Extract to read:
While sugar drove the massive transition to African slave labor in the Americas, African slave labor and “other slaveries” were also adopted in non-sugar regions and for a wide variety of economic activities. Throughout the Americas, from the far north (including Canada) to the far south, indigenous and frontier slavery continued to exist. In the middle colonies like Virginia (the Chesapeake), African slave-based plantation slavery emerged around the lucrative cultivation of tobacco. In the Carolina colonies coastal rice plantations also adopted African slavery. In virtually all regions, both African and indigenous slaves were acquired for urban economies, crafts, maritime activities, farming, domestic work, construction, and even lumberjacking and hunting.

The shift to African slave labor in the plantation regions of the Americas, however, in many respects defined Atlantic slavery; it was these regions that absorbed the lion’s share of enslaved people and whose societies became largely dependent on slave labor. The scale and systematic fashion through which African slaves were procured and forcibly migrated to the western hemisphere not only transformed the Americas but also had massive effects on West African coastal communities. Initially—well into the seventeenth century—the demand for African slaves in the Americas could be met by the African slave markets along the coast—especially the Senegambia and Angola—where Iberian and Dutch merchants were already active. The origins of the African slaves sold to European traders varied, but most were from coastal regions or their immediate hinterlands, and most had entered slavery as prisoners of war; some were sentenced to slavery for certain crimes. The increasingly insatiable American demand for slaves by the late seventeenth and early eighteenth centuries, however, changed the scope and organization of the trade for Europeans and Africans. Coastal slave markets aimed at European traders were established all along the West African coast, from the Senegambia to Angola. The transatlantic slave trade developed into one of the largest economic enterprises of the early modern world.

Explore the material:
1. Summarize the passage on Atlantic slavery in two sentences.
2. According to the passage on Atlantic slavery, why did the shift to African slave labor in the plantation regions in many respects define Atlantic slavery? Answer in one or two sentences.
3. Continue the passage on Atlantic slavery from its final sentence.
The lines after this passage aren't needed for anything here.

Entries supplied:
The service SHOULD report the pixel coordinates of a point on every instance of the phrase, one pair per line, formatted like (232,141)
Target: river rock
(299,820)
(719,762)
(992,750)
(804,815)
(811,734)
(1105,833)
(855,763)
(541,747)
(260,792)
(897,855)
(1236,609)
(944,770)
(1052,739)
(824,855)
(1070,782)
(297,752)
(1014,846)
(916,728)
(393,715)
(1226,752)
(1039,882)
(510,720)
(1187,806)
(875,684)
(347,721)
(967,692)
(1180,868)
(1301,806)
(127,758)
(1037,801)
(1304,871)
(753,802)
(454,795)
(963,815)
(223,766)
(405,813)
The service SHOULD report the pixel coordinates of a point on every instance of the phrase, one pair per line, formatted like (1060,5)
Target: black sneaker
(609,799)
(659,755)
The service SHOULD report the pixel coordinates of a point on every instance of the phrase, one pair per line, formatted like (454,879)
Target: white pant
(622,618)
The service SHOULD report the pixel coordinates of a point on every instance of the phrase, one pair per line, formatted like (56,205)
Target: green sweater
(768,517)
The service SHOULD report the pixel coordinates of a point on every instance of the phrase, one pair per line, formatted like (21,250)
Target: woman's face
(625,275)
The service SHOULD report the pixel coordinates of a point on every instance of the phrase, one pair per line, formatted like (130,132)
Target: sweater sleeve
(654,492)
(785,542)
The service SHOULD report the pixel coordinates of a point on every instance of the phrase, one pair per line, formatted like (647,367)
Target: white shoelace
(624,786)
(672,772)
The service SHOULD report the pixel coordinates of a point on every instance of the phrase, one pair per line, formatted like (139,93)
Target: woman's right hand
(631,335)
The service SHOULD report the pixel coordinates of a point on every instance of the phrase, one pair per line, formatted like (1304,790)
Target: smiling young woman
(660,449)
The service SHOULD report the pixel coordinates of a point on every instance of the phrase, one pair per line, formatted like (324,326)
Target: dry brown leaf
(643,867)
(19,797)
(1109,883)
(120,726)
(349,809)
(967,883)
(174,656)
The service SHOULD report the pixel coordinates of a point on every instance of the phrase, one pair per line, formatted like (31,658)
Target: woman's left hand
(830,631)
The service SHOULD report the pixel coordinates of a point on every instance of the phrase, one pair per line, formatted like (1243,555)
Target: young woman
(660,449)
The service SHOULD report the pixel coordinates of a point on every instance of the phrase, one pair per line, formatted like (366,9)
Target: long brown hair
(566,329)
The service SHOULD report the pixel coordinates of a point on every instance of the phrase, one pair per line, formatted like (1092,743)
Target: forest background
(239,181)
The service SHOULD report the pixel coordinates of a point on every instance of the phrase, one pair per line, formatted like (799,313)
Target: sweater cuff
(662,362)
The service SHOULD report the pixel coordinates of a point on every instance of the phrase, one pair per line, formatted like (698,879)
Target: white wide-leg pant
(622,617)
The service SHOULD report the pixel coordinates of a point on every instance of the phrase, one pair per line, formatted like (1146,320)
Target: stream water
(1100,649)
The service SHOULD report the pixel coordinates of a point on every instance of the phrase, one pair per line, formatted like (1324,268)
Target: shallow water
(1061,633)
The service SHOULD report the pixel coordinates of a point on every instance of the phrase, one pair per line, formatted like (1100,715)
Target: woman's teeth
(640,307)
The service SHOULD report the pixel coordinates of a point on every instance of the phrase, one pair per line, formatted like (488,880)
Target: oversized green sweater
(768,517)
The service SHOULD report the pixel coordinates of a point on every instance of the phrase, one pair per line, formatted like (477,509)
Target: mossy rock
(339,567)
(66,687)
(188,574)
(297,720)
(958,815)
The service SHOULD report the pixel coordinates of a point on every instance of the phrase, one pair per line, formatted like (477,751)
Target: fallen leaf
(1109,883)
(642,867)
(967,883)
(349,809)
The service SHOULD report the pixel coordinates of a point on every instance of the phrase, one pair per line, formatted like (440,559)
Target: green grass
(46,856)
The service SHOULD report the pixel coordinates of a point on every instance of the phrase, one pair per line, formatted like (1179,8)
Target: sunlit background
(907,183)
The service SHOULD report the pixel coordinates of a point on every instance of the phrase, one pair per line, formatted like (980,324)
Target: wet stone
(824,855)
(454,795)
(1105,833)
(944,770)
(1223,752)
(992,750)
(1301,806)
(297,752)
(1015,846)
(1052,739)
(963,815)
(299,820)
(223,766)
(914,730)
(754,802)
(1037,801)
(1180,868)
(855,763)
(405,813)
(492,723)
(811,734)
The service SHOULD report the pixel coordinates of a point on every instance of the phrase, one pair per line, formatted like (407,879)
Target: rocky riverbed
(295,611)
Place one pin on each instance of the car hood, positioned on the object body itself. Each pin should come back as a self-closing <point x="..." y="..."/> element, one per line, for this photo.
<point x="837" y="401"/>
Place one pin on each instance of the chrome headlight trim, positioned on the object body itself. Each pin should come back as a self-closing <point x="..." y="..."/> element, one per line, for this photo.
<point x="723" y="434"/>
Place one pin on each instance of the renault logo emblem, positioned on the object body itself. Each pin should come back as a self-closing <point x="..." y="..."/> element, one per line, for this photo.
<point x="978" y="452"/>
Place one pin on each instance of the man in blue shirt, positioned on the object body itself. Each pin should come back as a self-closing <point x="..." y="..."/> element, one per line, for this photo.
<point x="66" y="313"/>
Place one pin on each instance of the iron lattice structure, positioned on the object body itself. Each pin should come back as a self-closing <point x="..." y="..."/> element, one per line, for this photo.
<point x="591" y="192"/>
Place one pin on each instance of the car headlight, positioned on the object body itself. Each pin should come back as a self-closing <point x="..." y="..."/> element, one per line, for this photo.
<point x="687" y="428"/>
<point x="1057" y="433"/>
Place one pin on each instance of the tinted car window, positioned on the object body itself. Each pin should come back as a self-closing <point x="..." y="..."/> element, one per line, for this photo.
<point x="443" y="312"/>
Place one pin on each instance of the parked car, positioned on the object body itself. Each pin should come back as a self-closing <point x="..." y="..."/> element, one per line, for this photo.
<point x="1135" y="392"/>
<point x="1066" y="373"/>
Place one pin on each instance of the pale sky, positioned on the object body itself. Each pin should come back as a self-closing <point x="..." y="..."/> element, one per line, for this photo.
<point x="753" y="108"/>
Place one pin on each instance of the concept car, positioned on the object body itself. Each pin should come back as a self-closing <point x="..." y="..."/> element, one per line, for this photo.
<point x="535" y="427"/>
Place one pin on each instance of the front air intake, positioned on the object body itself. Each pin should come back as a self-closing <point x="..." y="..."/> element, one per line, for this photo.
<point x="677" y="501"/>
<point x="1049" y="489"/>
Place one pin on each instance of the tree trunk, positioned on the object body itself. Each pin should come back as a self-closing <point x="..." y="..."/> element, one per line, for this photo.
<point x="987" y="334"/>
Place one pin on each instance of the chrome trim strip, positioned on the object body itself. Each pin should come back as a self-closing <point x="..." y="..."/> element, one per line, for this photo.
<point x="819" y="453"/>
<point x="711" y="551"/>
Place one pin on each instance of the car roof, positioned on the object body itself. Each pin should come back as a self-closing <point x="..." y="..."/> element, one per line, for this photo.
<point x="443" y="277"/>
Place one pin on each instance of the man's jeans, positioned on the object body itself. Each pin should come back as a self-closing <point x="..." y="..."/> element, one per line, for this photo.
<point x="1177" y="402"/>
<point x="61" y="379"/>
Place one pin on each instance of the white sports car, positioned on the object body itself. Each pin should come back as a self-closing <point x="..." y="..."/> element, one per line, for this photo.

Outputs for the tasks:
1. Although sugar drove the main shift to African slave labor in the Americas, African and indigenous slaves were also used in non-sugar regions, such as Chesapeake tobacco and Carolina rice plantations, and in many other kinds of work. The plantation regions nonetheless defined Atlantic slavery, and rising American demand by the late seventeenth and early eighteenth centuries spread coastal slave markets from the Senegambia to Angola, turning the transatlantic slave trade into one of the largest economic enterprises of the early modern world.

2. Those regions absorbed the lion's share of enslaved people, and their societies became largely dependent on slave labor.

3.
Although most slaves continued to be procured from regions relatively close to the coast—with Loanda and Angolan ports constituting important exceptions, where slaves were brought from well into the interior—the scope of enslavement throughout West Africa grew dramatically. Before the transatlantic slave trade took off in earnest, most African slaves were acquired mainly as by-products of warfare. With the advent of the transatlantic slave trade an increasing amount of violence and coercion were now being committed, at least in part, for the sole purpose of acquiring slaves. No longer mere by-products of violence, slavery now became one of the main justifications for various acts of violence and coercion, as well as state formation, all along the West African coast. Kidnapping became rampant, especially along the frontiers between various kingdoms. Enslavement as a punishment for crime increased. The decision to engage in warfare was now influenced by the certainty that it would produce valuable slaves for export overseas.

In the end millions of African slaves—by 1800 the number of enslaved Africans who had been forced to embark upon voyages across the Atlantic had surpassed 7 million (with over 1.1 million dying en route)—acquired through a wide variety of means, were marched to the coast, sold to European traders, chained and packed into the holds of ships, and forced to endure the tortuous “Middle Passage” as their valuable bodies were transferred to the heart of the Americas to live out their lives in Atlantic slavery. For enslaved people from Africa, enslavement entailed first the horrors and violence of enslavement in Africa and of transport into Atlantic slavery, followed by transports in the Americas. Conditions on board of the slave ships were appalling and terrifying. Mortality rates were high, although they did decrease over time, from around 20 percent in the seventeenth century to around 9 percent by the early nineteenth century.4 Although mortality rates were affected by shipwrecks and sometimes even shipboard rebellions, the main culprit appears to have been disease. Mortality rates in fact varied substantially per voyage, with outbreaks of disease (or contaminated foodstuffs and water supplies) sometimes terribly affecting the human “cargo” packed into the ships. As much as a quarter of shipboard mortality indeed occurred while the ships were still cruising the coasts of West Africa in search of more slaves to fill their cargoes, before they even set out to sea. A single visit to a coastal community with a malaria outbreak or contaminated water could wipe out dozens of those chained on board. Slave traders adopted various measures over the years to try and reduce mortality rates and thereby increase their profit margins. They built faster ships and that could make the crossing in less time and were better ventilated, for example. They also improved their methods of health control (even employing slave ship doctors) or of storing food and water for the journey. Still, high death rates plagued the trade to the very end of its existence.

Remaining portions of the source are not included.